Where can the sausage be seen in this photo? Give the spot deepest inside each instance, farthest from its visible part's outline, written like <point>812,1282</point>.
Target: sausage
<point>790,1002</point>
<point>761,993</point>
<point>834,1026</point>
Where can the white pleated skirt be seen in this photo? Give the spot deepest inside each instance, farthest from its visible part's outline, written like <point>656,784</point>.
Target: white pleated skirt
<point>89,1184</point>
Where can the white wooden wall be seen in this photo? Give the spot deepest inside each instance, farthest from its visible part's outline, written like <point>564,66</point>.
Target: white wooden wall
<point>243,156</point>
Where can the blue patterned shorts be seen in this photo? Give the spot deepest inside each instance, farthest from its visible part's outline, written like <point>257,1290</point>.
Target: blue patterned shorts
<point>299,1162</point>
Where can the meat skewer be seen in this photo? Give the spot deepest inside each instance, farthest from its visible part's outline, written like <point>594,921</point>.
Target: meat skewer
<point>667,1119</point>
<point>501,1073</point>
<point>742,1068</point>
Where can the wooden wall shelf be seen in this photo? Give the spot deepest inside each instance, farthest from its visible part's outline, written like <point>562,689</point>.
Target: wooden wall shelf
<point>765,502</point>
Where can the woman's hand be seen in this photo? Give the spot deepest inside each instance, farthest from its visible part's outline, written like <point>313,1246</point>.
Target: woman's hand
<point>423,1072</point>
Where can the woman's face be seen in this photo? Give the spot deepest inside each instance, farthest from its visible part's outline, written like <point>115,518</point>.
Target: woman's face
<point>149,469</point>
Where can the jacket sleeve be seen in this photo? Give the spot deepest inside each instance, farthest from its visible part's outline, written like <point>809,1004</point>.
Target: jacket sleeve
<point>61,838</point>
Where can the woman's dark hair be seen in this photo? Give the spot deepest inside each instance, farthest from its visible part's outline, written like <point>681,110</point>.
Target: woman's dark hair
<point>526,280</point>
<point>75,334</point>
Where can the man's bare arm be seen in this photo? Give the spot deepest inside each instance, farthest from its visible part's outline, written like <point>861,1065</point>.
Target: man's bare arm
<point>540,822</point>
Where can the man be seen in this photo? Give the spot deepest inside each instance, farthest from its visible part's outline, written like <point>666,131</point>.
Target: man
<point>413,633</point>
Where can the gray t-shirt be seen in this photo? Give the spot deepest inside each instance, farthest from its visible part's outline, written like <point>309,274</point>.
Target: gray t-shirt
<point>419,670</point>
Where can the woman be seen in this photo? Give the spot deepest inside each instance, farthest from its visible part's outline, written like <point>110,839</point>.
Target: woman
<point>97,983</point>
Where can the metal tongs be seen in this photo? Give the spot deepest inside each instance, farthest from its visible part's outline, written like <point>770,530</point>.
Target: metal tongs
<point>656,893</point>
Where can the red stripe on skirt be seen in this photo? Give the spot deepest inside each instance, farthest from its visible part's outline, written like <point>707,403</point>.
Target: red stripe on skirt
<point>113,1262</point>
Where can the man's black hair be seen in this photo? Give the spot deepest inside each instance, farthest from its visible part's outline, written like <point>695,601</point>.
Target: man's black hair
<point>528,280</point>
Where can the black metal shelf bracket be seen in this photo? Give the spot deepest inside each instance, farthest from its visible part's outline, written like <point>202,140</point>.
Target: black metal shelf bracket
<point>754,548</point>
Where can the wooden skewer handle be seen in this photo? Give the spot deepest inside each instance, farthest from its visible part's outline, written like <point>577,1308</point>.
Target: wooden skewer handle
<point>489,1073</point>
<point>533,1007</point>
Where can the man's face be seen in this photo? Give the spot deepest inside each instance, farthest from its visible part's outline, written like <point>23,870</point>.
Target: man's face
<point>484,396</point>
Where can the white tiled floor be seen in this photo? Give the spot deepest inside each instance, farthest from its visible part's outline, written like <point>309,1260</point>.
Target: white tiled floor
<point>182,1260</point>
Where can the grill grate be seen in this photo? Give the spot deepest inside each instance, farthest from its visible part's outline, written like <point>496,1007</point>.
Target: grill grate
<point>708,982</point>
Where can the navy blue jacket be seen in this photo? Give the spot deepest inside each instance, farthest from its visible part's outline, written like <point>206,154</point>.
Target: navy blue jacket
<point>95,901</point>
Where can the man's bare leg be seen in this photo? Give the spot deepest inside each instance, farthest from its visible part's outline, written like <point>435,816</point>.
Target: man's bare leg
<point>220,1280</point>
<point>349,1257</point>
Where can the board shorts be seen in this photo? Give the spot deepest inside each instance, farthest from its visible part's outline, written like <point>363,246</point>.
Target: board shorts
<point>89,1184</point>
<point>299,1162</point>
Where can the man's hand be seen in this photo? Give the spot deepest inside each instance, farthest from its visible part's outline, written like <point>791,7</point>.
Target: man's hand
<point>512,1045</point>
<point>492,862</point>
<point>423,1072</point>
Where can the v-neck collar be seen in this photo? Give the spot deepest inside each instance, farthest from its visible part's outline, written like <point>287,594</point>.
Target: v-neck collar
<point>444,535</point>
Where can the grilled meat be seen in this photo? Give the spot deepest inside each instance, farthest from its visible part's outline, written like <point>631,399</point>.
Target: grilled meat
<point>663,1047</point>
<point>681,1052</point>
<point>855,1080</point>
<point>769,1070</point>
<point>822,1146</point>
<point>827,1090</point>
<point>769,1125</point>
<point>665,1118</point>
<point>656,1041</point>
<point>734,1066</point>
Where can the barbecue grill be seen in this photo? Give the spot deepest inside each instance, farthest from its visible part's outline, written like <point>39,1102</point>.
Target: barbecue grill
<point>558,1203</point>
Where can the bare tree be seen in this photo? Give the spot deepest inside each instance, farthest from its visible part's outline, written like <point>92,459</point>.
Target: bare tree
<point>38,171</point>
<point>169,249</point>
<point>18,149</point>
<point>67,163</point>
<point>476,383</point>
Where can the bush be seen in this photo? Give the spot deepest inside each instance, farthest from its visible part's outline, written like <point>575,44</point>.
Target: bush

* [Stated exercise]: Rewrite all the records above, replacing "Target" with "Object" and leaving everything else the same.

* [Output below]:
Where can the sausage be seen in this photo? Give the spot deepest inside each instance, farthest from its visible part's outline, written like <point>812,1282</point>.
Object: sausage
<point>790,1002</point>
<point>761,993</point>
<point>834,1026</point>
Where can the white pleated skirt be seen in this photo? Give the spot deepest inside each instance, farthest from its visible part's outline, written like <point>656,784</point>.
Object: white pleated skirt
<point>89,1184</point>
Where can the white wooden wall be seen in this photo? Give the spot deepest inside each instance, farthest from its visible part's outline, written like <point>564,66</point>.
Object: white wooden wall
<point>243,156</point>
Where can the blue patterned shorts be seen in this photo? Give the spot deepest inside each instance, farthest from its visible part's outline, written like <point>257,1290</point>.
Object: blue patterned shorts
<point>299,1162</point>
Where can the meat skewer be seen in this photo? Give the spot deepest inside each instance, farthest from its visible part's outline, written like <point>594,921</point>.
Object: meat skewer
<point>667,1119</point>
<point>501,1073</point>
<point>742,1068</point>
Where can the wooden wall shelf be seen in this photo? Give the spot deepest inside each instance, farthest from its visible part's outline, written like <point>562,689</point>.
Object: wooden wall shelf
<point>765,502</point>
Where can the woman's hand be seen in this photo? Give the spot deepest inside each instance, farthest from its visible part's outline, written like <point>313,1246</point>.
Object: woman's hand
<point>423,1072</point>
Where can the woman's face be seen in this photo? Give the spot deepest inside each instance, farthest from its visible part's outline, written like <point>115,518</point>.
Object: woman's face
<point>149,469</point>
Where can the jacket sleeve be seen in this photo? Give the spot deepest inside each instance, farthest from its visible part's outline, written like <point>809,1004</point>.
Object: jacket sleeve
<point>61,838</point>
Where can the woman's dark hair be seen in this photo? Give the spot deepest inside each instance, farthest from its visible part's outline, written like <point>681,110</point>.
Object: woman's dark hair
<point>526,280</point>
<point>75,334</point>
Where can the man's bare arm be seen in this photo? Give the spot deepest inside each instance, farthest from its visible part's outline, written like <point>861,1065</point>.
Object: man's bare arm
<point>540,822</point>
Where can the man be seen in this photo? Give the spot deepest inside each instance, farthest from its visible part's outline, written like <point>666,131</point>.
Object: man
<point>413,633</point>
Where can the gray t-shirt be seen in this photo? Give the spot deepest inside each instance, farthest from its visible part's outline, written like <point>309,274</point>.
Object: gray t-shirt
<point>419,670</point>
Where can the woman be seen in this photo? Give the spot deepest inside each instance, farthest from its visible part's outline, written like <point>110,839</point>.
Object: woman
<point>97,983</point>
Where can the metal tongs be seen in this photo? Give the spot deepest inside each instance, farthest from its visible part's outline, written like <point>770,530</point>.
Object: metal tongs
<point>656,893</point>
Where can the red stripe on skirt be seen in this photo? Give the spot deepest inside each instance, farthest from its visible part's outline, written like <point>707,403</point>.
Object: red stripe on skirt
<point>113,1262</point>
Where can the man's black hair be seen in this photo? Give the spot deepest inside each instance, farthest from its visible part's outline, written like <point>695,601</point>.
Object: man's black hair
<point>528,280</point>
Where can the black metal shelf bracket be seen in this photo? Give the spot deepest inside each instance, farthest from its visible part's outline, written like <point>202,140</point>.
Object: black metal shelf bracket
<point>754,548</point>
Where can the wooden skewer handle be seen in this photo? Give the spot deepest inside each instance, farthest from its visible part's outline, written like <point>577,1308</point>.
Object: wooden skewer handle
<point>489,1073</point>
<point>533,1007</point>
Where can the man's face be seen in this photo? Give the spot deepest inside each instance, farthest from its visible part's outline, written like <point>23,870</point>.
Object: man's face
<point>484,396</point>
Where can the white tiled floor be seen in this photo? Give the spot deepest inside each instance, farthest from its visible part's outline, written like <point>309,1260</point>.
Object: white tiled floor
<point>182,1260</point>
Where can the grill grate be seen in this photo? Give the spot deepest inside each instance, farthest from its visible part's outline, written like <point>496,1007</point>.
Object: grill grate
<point>708,982</point>
Where can the navy blue jacket be seen in this photo? Give the spot deepest inside each instance, farthest from its visible part's outline, written like <point>206,154</point>.
Object: navy blue jacket
<point>95,901</point>
Where can the man's bare leg be seen in this photo? Give the spot deepest inside each instance, farthest from its visible part's outline, written like <point>435,816</point>.
Object: man's bare leg
<point>220,1280</point>
<point>349,1257</point>
Where can the board shorts be seen in this photo? Give the spot deepest inside each instance, farthest from its visible part's outline, written like <point>363,246</point>.
Object: board shorts
<point>89,1184</point>
<point>299,1162</point>
Where can the man's hand be seen in this photo? Give the spot deepest inside each instance, farthest from its visible part's outline, written like <point>791,7</point>.
Object: man's hand
<point>512,1045</point>
<point>492,862</point>
<point>423,1072</point>
Where can the v-neck collar be seen in this photo? Give the spot deepest inside each instance, farthest from its visible part's outline, written like <point>287,594</point>.
Object: v-neck collar
<point>444,535</point>
Where can the grilled meat be seen in this photo? Give the spot deepest inside each instance, farthest from its visible part's outline, written like <point>631,399</point>.
Object: grilled meat
<point>663,1047</point>
<point>681,1052</point>
<point>855,1080</point>
<point>769,1070</point>
<point>822,1146</point>
<point>827,1090</point>
<point>769,1125</point>
<point>665,1118</point>
<point>656,1041</point>
<point>734,1066</point>
Where can the barbecue grill be seen in this photo? Give the spot deepest inside each instance, farthest from its visible part's outline, written like <point>39,1102</point>.
Object: barbecue grill
<point>558,1203</point>
Where can the bare tree be seen in this photo? Give the spot deepest inside each instance, farthest from its visible part's outline, written like <point>92,459</point>.
Object: bare tree
<point>38,171</point>
<point>169,249</point>
<point>18,149</point>
<point>67,163</point>
<point>476,383</point>
Where can the bush be seen in this photo? Give the spot deepest inside each instance, farthest from its visible part's outline, written like <point>575,44</point>.
Object: bush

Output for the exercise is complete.